Reproduce the listing below with "distant building" swapped for "far-off structure" and nothing else altered. Leave the pictures out.

━━━━━━━━━━

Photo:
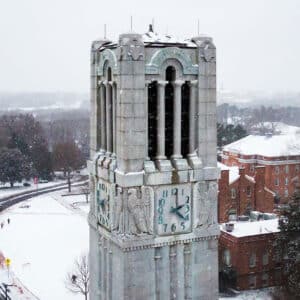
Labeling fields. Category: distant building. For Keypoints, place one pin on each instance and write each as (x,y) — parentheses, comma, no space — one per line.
(278,150)
(240,193)
(246,250)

━━━━━━━━━━

(Output of the exercise)
Photo:
Labeling fields. Category: far-off structure. For Keypoints, place one pin on each instance and write each as (x,y) — parentheses, comma, no space — one per line.
(278,150)
(240,193)
(246,250)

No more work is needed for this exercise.